Excerpts of location labeling data
* START *

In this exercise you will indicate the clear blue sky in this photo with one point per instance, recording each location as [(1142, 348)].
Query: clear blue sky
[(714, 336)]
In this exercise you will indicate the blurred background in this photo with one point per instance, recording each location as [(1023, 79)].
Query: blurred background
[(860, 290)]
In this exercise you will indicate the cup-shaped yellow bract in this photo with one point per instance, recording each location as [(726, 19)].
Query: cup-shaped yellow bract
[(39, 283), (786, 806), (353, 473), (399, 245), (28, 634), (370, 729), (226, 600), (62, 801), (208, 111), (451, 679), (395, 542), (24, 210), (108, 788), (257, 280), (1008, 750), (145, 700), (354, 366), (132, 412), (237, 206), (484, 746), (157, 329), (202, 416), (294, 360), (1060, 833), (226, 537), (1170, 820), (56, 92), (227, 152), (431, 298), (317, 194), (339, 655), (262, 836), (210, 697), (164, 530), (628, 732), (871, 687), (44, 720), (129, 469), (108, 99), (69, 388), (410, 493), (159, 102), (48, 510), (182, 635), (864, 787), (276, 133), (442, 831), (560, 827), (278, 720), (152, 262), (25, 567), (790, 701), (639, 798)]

* END *

- _Written task_: Copy out only the lines from the one with "In this exercise you will indicate the blurred" to the one with "[(860, 290)]", putting "hazy background" wherever "blurred background" appears and changing nothing else.

- _Exercise output_:
In this exercise you will indicate the hazy background in this photo with one point per instance, recording each location as [(1023, 79)].
Query: hazy background
[(860, 290)]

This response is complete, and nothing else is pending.